*STATED GOAL*
Each entry must be reproduced precisely as it stands.

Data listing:
▶
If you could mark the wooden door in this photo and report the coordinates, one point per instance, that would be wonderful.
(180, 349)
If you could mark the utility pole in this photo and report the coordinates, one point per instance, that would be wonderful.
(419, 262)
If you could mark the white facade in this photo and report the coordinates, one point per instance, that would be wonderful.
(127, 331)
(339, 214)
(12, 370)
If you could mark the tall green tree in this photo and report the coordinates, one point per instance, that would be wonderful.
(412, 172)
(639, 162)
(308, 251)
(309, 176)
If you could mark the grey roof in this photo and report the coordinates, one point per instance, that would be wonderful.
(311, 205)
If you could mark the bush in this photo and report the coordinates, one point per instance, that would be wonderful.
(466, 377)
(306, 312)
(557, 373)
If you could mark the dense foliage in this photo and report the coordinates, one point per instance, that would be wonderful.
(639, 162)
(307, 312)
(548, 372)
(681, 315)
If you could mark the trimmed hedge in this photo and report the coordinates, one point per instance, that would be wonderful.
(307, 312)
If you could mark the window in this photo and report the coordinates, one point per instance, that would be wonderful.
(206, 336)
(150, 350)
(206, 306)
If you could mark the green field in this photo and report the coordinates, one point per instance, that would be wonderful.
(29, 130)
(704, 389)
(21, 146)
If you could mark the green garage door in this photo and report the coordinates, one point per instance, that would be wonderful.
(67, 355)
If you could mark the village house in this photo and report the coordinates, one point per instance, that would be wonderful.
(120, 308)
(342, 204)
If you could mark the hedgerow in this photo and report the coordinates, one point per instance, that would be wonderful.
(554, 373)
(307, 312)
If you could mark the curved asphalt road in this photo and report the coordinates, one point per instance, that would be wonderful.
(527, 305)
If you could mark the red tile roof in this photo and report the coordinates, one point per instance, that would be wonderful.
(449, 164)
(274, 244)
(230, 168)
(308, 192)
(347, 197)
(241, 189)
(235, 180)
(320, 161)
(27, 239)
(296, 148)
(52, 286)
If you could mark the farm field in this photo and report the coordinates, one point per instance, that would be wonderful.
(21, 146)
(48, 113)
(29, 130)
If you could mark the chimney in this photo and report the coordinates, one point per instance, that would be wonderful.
◀
*EXPECTED ANSWER*
If you could mark the wooden door in this photo and report the coordinates, one point per instance, that would be wonderful.
(180, 349)
If you could mark the utility pole in this photo and report the coordinates, one point per instance, that would be wonderful.
(419, 262)
If you could mark the white facade in this photo and report the coordinates, one point per instance, that would be wonderful.
(127, 331)
(339, 214)
(12, 370)
If you could mark the tall green tree in this photo and report the coordinates, one point per instance, that would be wonderful.
(412, 172)
(639, 162)
(308, 251)
(309, 176)
If you could mark the grey roof in this photo and report the coordinates, one point per instance, that would be wonderful.
(311, 205)
If you could mark the bush in this photo and report the coordinates, one point per instance, that would be wonderful.
(466, 377)
(306, 312)
(557, 373)
If you could mark the dense foliage in this photo and report the coordinates, one point per instance, that would be wonderful.
(639, 162)
(307, 312)
(548, 372)
(681, 315)
If you could mark the trimmed hedge in this photo and report the coordinates, one point per instance, that would be wonderful.
(307, 312)
If you could mark the window in this photo and report the coordinates, one point per instance, that would be wonderful.
(206, 336)
(150, 350)
(206, 306)
If you could mark the green field in this photo and report the coordinates, one point per instance, that would be wonderful.
(29, 130)
(704, 389)
(21, 146)
If you could mark the green garage door in this photo and report the coordinates, one point per instance, that would be wonderful.
(67, 355)
If you could mark the village house in this photo and report the coordinates, one point per instance, that would be wonderful.
(120, 308)
(342, 204)
If you could mark the hedgerow in this photo and report the coordinates, one point per instance, that would be wonderful.
(554, 373)
(307, 312)
If you could mark the curved asphalt road in this photo and report the coordinates, one point per instance, that would be wonderful.
(527, 305)
If you could mark the red tile roof in this photo and report the coordinates, one point per instance, that would be wonderful.
(449, 164)
(274, 244)
(230, 168)
(308, 192)
(347, 197)
(241, 189)
(235, 180)
(320, 161)
(27, 239)
(296, 148)
(52, 286)
If you could mark the farm field in this photo and report the coordinates, one point per instance, that would be wonderful.
(21, 146)
(48, 113)
(29, 130)
If you could mark the chimney in this photo and report the coordinates, one point per instance, that would be wonderful.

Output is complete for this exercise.